**TASK DIRECTIONS:** Could you write out the data that follows, exactly and in full?

====== EXERCISE MATERIALS

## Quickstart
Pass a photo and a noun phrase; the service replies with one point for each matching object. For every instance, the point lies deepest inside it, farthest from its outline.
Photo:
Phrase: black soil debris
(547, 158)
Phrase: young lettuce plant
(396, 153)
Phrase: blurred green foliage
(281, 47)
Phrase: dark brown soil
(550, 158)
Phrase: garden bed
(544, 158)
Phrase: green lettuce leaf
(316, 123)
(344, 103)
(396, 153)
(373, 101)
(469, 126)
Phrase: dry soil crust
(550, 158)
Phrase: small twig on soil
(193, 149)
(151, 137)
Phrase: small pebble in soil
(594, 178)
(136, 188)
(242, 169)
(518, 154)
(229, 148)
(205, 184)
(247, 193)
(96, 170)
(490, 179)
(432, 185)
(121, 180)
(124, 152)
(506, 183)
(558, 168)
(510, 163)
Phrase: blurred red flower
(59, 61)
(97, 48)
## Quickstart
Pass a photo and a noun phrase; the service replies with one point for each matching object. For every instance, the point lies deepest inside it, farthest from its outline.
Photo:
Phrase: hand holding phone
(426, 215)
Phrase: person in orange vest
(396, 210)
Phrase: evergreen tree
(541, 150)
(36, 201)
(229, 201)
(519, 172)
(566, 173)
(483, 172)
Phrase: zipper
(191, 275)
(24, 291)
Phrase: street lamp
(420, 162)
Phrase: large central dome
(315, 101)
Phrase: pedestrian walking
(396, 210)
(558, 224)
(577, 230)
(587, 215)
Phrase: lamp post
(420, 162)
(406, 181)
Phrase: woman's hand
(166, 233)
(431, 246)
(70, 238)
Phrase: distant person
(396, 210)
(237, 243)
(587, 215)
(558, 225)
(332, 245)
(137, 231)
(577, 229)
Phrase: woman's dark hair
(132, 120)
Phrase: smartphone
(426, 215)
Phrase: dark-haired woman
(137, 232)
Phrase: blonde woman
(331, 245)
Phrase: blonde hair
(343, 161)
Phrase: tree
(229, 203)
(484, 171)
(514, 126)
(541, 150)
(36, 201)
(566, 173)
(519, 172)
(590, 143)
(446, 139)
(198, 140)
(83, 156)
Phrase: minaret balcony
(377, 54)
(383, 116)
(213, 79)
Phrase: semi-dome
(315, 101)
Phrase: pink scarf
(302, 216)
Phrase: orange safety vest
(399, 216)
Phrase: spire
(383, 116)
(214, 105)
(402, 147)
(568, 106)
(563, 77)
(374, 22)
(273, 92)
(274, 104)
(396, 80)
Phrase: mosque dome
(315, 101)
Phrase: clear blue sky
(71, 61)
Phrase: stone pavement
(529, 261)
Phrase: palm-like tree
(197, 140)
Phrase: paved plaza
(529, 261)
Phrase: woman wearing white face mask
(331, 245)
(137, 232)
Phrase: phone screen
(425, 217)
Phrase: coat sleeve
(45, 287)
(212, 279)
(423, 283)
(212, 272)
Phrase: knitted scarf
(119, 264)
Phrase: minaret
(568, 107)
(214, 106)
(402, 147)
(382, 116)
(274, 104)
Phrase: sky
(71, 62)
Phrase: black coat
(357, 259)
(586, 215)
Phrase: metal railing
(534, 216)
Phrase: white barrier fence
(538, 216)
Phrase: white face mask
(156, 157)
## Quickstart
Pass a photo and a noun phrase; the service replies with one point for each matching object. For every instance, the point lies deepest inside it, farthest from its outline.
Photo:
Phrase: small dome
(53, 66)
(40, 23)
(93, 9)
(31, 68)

============

**RESULT OF THE EXERCISE:**
## Quickstart
Pass a photo and a noun phrase; the service replies with one point for each matching object. For every instance, the point lies deepest inside it, farthest from its outline.
Photo:
Phrase: black soil debris
(547, 158)
Phrase: young lettuce plant
(396, 153)
Phrase: blurred green foliage
(281, 47)
Phrase: dark brown soil
(550, 158)
Phrase: garden bed
(544, 158)
Phrase: green lettuce leaf
(316, 123)
(344, 103)
(396, 153)
(373, 101)
(469, 126)
Phrase: dry soil crust
(550, 158)
Phrase: small twig on soil
(193, 149)
(151, 137)
Phrase: small pebble in soil
(594, 178)
(136, 188)
(242, 169)
(518, 154)
(229, 148)
(205, 184)
(247, 193)
(96, 170)
(490, 179)
(432, 185)
(121, 180)
(124, 152)
(506, 183)
(558, 168)
(510, 163)
Phrase: blurred red flower
(59, 61)
(97, 48)
## Quickstart
Pass a photo and a noun phrase; the service replies with one point for each matching object. For every instance, the point lies deepest inside it, farthest from its outline.
Photo:
Phrase: hand holding phone
(426, 215)
Phrase: person in orange vest
(396, 210)
Phrase: evergreen tree
(541, 150)
(36, 201)
(229, 201)
(519, 172)
(566, 173)
(483, 172)
Phrase: zipper
(191, 275)
(24, 291)
Phrase: street lamp
(420, 162)
Phrase: large central dome
(315, 101)
Phrase: pedestrian walking
(396, 210)
(558, 224)
(577, 230)
(587, 215)
Phrase: lamp post
(420, 162)
(406, 181)
Phrase: woman's hand
(166, 233)
(431, 246)
(70, 238)
Phrase: distant person
(396, 210)
(237, 243)
(587, 215)
(558, 225)
(332, 245)
(137, 231)
(577, 229)
Phrase: woman's dark hair
(132, 120)
Phrase: smartphone
(426, 215)
Phrase: dark-haired woman
(137, 232)
Phrase: blonde woman
(331, 245)
Phrase: blonde hair
(343, 161)
Phrase: tree
(229, 203)
(484, 171)
(514, 126)
(541, 150)
(36, 201)
(566, 173)
(519, 172)
(590, 143)
(446, 139)
(198, 140)
(83, 156)
Phrase: minaret balcony
(377, 54)
(383, 116)
(213, 79)
Phrase: semi-dome
(315, 101)
Phrase: pink scarf
(302, 216)
Phrase: orange safety vest
(399, 216)
Phrase: spire
(383, 116)
(214, 105)
(402, 147)
(568, 106)
(563, 77)
(374, 22)
(273, 92)
(274, 104)
(396, 80)
Phrase: mosque dome
(315, 101)
Phrase: clear blue sky
(71, 61)
Phrase: stone pavement
(529, 261)
Phrase: palm-like tree
(197, 140)
Phrase: paved plaza
(529, 261)
Phrase: woman wearing white face mask
(331, 245)
(137, 232)
Phrase: phone screen
(425, 217)
Phrase: coat sleeve
(45, 287)
(212, 279)
(423, 283)
(212, 272)
Phrase: knitted scarf
(119, 264)
Phrase: minaret
(568, 107)
(214, 106)
(402, 147)
(382, 116)
(274, 104)
Phrase: sky
(71, 62)
Phrase: black coat
(357, 259)
(586, 215)
Phrase: metal railing
(534, 216)
Phrase: white barrier fence
(538, 216)
Phrase: white face mask
(156, 157)
## Quickstart
Pass a photo and a noun phrase; the service replies with one point for each matching object. For every instance, the point lies deepest inside it, farthest from its outline.
Photo:
Phrase: small dome
(53, 66)
(40, 23)
(93, 9)
(31, 68)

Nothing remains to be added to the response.